Extend the article on Kubernetes networking and MTU overhead, picking up right after its last line.

Text shown =>
*****
Kubernetes Networking Deep Dive: Packet Flow, CNI Wars, and Why Your Overlay Network is Slow

Let’s cut the marketing noise. Kubernetes networking isn’t magic. It is a complex layer of iptables rules, routing tables, and encapsulation protocols held together by hope and bash scripts. I’ve spent the last three weeks debugging a cluster that kept dropping packets between microservices only during peak hours. The culprit wasn't code—it was a default MTU setting colliding with an overlay network on a budget VPS provider.

If you are running Kubernetes in production in 2022, you cannot afford to treat the network as a black box. Whether you are serving high-traffic APIs in Oslo or managing data pipelines across Europe, understanding the path a packet takes from an Ingress Controller to a Pod is mandatory.

The CNI Jungle: Calico vs. Cilium (2022 Edition)

The Container Network Interface (CNI) is where the rubber meets the road. In the Nordic hosting market, we see two dominant players right now: Calico and Cilium.

Calico is the industry workhorse. It uses BGP for routing and acts like a traditional router. It is stable, predictable, and we see it on 80% of clusters migrating to CoolVDS. However, as of late 2022, Cilium is eating its lunch by leveraging eBPF (Extended Berkeley Packet Filter) to bypass iptables entirely. Iptables was never designed for the churn of dynamic container scheduling. When you have 5,000 services, iptables becomes a linear bottleneck.

The Encapsulation Tax

Unless you are running BGP directly with your top-of-rack switches (rare in virtualized environments), you are likely using an overlay network like VXLAN or IPIP. This encapsulates your packet inside another packet. This process consumes CPU cycles.

Pro Tip: If your hosting provider over-provisions CPU (stealing cycles from you), your network throughput drops because the kernel can't encapsulate packets fast enough. We configured CoolVDS KVM slices with dedicated CPU pin options specifically to prevent this "noisy neighbor" network lag.

The Hidden Killer: MTU Fragmentation

This is the most common configuration error I see. The standard internet MTU is 1500 bytes. VXLAN adds a 50-byte header. If your physical host interface is 1500, and your Pod interface is 1500, the encapsulated packet becomes 1550 bytes. The physical switch drops it, or fragmentation occurs, killing performance.

You must configure your CNI to account for the overhead. Here is how we verify the interface MTU on the host node before deploying:

ip -d link show eth0 | grep mtu

If your host is 1500, your Calico configuration needs to look like this:

kind: DaemonSet
apiVersion: apps/v1
metadata:
  name: calico-node
  namespace: kube-system
spec:
  template:
    spec:
      containers:
        - name: calico-node
          env:
            - name: FELIX_IPINIPMTU
              value: "1480" # Allow room for header
            - name: FELIX_VXLANMTU
              value: "1450"
*****
Information given =>
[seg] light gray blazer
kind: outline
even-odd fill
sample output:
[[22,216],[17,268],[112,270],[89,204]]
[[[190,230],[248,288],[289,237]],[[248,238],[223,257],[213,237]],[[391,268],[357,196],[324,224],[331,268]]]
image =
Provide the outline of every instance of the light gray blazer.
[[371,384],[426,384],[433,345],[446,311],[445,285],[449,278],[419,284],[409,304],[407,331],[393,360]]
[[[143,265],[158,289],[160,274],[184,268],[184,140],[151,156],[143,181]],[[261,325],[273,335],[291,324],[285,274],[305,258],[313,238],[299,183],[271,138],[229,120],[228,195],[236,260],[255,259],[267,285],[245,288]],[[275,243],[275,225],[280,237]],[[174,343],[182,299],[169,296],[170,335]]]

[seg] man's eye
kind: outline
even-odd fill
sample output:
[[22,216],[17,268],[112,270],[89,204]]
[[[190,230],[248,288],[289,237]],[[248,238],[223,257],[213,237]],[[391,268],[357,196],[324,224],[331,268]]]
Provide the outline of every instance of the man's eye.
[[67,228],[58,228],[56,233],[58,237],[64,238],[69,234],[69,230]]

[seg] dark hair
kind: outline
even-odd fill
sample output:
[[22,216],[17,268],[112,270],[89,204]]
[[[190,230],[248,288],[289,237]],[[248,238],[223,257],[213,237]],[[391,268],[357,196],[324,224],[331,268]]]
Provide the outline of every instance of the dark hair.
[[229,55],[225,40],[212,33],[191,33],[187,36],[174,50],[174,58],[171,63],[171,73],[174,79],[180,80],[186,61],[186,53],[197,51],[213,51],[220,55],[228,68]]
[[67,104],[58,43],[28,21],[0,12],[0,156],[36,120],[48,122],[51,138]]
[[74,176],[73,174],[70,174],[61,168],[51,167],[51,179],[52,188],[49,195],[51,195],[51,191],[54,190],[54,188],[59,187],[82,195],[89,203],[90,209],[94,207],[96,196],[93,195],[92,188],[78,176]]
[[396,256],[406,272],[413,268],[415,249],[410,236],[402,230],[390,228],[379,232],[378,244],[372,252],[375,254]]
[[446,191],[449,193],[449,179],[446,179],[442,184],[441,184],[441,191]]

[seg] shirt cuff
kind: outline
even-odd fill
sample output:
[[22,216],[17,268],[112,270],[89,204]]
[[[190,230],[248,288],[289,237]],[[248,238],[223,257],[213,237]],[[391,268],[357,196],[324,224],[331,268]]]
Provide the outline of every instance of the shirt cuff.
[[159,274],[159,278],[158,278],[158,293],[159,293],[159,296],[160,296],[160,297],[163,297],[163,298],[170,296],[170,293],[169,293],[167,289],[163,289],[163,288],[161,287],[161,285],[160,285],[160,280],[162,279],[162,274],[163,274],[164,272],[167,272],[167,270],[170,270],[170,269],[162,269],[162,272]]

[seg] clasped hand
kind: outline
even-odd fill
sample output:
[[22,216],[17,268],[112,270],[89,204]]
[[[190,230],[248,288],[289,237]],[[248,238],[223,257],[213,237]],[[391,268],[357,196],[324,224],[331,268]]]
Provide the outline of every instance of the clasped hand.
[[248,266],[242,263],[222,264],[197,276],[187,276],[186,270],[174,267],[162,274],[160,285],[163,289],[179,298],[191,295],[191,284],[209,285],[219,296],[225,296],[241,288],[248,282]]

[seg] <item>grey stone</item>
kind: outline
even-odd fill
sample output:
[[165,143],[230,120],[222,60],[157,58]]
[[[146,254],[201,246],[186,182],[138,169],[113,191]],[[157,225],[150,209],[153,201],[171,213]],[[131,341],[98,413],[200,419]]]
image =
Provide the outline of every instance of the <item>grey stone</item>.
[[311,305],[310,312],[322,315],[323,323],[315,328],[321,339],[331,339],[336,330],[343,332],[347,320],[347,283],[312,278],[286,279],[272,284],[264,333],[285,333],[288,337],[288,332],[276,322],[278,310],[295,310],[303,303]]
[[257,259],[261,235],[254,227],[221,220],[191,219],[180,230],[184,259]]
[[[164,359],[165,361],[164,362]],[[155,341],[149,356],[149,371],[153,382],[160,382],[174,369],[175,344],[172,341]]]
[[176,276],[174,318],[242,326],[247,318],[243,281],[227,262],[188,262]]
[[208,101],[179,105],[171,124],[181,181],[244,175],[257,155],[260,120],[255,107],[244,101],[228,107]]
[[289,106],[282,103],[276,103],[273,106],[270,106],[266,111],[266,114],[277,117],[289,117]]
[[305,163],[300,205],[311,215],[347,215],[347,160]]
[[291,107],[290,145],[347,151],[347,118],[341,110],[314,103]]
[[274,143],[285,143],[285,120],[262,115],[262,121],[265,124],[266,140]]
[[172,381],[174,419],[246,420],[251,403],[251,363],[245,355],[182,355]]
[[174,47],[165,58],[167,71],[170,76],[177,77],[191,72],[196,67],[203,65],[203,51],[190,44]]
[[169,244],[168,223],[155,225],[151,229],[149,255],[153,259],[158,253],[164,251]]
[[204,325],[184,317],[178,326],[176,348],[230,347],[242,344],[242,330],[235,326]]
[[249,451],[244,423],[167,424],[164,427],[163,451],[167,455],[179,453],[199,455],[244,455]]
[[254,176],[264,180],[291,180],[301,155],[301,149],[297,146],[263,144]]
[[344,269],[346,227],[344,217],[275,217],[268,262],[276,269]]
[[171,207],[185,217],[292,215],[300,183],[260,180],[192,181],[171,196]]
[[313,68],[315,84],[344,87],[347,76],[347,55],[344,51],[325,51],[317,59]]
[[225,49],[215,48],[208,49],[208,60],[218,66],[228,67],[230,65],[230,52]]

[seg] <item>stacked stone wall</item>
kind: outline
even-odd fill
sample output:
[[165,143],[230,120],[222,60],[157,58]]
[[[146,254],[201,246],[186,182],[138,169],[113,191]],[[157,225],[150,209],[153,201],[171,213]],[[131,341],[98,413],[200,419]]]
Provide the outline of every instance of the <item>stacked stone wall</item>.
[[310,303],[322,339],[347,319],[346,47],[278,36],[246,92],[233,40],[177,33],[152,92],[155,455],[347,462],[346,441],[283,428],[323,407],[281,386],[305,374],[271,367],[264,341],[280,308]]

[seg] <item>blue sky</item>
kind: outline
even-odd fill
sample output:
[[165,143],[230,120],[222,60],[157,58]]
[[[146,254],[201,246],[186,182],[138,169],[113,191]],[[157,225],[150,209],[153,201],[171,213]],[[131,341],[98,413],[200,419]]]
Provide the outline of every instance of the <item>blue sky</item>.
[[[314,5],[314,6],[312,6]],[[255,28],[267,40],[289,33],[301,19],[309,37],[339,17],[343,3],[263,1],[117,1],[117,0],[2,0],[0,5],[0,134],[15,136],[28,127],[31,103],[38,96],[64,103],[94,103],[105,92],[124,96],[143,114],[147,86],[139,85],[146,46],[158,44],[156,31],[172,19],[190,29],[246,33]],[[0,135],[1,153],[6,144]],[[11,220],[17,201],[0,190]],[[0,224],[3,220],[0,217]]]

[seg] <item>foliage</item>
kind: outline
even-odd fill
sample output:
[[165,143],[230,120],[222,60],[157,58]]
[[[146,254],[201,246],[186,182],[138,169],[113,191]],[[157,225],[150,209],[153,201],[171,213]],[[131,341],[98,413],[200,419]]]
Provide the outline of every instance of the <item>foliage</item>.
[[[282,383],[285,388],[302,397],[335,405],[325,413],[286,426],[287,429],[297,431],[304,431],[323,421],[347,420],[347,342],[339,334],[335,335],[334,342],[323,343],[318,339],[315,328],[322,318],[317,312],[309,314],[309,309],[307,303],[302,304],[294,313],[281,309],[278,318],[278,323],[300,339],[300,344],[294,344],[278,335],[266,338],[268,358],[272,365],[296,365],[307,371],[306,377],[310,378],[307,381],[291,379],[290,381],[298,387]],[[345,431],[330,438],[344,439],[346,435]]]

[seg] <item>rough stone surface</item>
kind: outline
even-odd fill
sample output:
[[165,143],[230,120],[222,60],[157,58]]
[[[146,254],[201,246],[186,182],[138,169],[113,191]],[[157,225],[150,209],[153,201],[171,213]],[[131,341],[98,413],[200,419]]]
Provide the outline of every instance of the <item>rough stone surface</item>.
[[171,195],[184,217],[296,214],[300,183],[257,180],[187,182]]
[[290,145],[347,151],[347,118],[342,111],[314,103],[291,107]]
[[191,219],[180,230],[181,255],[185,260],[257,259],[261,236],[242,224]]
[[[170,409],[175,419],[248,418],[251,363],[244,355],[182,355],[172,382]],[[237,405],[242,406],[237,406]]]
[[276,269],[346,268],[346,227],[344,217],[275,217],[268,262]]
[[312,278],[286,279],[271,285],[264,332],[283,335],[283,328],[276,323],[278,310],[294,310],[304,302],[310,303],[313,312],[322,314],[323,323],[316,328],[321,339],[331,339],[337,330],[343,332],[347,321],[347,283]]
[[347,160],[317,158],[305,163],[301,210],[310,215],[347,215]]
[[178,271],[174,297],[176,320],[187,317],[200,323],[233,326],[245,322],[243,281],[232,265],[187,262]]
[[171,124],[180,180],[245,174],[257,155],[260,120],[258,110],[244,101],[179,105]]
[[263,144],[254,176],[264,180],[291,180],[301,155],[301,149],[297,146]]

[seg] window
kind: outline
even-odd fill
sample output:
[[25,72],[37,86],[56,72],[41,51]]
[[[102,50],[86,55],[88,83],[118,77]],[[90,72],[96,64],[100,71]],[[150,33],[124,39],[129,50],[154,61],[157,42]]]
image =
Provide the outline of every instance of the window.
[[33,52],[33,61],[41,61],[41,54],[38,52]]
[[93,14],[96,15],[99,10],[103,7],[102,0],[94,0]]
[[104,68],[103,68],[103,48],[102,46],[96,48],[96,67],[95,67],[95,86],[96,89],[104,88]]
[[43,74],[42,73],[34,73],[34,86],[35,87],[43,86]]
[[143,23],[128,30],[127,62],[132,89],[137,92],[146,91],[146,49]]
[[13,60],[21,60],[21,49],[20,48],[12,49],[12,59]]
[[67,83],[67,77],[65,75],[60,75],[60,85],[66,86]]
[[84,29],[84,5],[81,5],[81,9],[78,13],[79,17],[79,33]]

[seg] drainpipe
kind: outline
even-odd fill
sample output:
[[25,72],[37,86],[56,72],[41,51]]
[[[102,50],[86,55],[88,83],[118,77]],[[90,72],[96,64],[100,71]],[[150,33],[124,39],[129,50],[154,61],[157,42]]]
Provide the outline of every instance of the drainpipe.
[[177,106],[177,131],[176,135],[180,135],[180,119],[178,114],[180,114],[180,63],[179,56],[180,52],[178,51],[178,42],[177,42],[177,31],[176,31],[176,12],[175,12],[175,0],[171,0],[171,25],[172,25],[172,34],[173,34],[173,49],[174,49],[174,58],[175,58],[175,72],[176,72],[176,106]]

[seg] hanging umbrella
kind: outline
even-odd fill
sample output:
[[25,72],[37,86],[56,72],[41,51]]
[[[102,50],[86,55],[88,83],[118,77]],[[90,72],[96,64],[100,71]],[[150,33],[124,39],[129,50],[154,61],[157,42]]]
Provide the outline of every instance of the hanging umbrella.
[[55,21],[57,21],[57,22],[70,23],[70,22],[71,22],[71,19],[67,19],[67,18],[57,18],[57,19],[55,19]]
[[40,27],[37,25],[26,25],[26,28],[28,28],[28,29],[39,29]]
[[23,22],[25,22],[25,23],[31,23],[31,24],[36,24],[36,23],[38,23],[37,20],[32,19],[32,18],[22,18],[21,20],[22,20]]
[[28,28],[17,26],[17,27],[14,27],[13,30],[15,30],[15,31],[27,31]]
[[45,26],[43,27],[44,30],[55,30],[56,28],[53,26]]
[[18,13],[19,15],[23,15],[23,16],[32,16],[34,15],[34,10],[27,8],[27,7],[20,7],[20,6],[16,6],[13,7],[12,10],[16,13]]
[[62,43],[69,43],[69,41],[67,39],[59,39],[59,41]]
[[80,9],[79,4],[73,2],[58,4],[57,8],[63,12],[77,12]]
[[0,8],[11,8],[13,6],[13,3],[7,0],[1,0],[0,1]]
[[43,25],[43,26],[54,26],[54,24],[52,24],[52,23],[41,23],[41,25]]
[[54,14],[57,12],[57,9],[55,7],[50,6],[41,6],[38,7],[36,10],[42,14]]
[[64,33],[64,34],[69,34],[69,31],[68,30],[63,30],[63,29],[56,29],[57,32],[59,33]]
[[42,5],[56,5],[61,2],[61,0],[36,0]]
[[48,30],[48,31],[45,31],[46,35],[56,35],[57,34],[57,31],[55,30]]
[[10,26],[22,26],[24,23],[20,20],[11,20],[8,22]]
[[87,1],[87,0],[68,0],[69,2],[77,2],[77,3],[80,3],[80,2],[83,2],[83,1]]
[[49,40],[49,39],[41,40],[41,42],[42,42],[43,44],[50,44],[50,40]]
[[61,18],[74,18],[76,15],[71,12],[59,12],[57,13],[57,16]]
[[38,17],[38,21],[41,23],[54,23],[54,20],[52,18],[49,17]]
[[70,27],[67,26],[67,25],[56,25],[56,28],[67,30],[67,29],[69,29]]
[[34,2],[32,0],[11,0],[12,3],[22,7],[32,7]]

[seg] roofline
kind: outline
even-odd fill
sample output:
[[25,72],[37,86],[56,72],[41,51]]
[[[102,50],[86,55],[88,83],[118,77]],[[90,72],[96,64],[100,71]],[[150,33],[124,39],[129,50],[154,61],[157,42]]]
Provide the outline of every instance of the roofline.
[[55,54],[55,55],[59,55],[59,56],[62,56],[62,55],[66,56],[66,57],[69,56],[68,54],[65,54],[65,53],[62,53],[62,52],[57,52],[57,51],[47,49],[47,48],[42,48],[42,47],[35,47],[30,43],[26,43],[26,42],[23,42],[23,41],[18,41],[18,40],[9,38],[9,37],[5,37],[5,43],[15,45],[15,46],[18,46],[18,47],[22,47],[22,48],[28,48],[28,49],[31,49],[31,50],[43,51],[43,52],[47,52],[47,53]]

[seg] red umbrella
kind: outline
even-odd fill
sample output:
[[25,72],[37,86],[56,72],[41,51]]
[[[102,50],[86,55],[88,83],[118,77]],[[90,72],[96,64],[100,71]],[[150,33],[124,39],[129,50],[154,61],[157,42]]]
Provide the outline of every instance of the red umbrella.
*****
Response =>
Setting this incorrectly results in sporadic connection resets that are incredibly difficult to debug.

Service Discovery and DNS Latency

In Kubernetes, DNS is not just for finding Google.com; it’s how your frontend finds your backend. By default, K8s uses CoreDNS. I've seen latency spikes in clusters simply because ndots:5 (the default search configuration) forces the resolver to query multiple search domains before finding the actual service.

If you are running a high-load setup, standard CoreDNS settings are insufficient. You need to tune the Corefile and the upstream behavior. Below is a production-grade CoreDNS config map optimized for high throughput:

apiVersion: v1
kind: ConfigMap
metadata:
  name: coredns
  namespace: kube-system
data:
  Corefile: |
    .:53 {
        errors
        health {
           lameduck 5s
        }
        ready
        kubernetes cluster.local in-addr.arpa ip6.arpa {
           pods insecure
           fallthrough in-addr.arpa ip6.arpa
           ttl 30
        }
        prometheus :9153
        forward . /etc/resolv.conf {
           max_concurrent 1000
        }
        cache 30
        loop
        reload
        loadbalance
    }

Notice the max_concurrent and cache settings. On a generic VPS with slow I/O, CoreDNS can choke on logging or caching operations. This is why CoolVDS utilizes NVMe storage standard—even for system logs—to ensure that I/O wait times never impact network resolution.

Optimizing Kernel Parameters for K8s

Linux defaults are tuned for a modest web server from 2010, not a 2022 Kubernetes node routing gigabits of traffic. You need to touch `sysctl`. Be careful here; changing these on a live system can disrupt connectivity.

We recommend applying the following tuning via a DaemonSet or Cloud-Init script on your worker nodes. These settings increase the connection tracking table (crucial for NAT) and allow for faster TCP recycling.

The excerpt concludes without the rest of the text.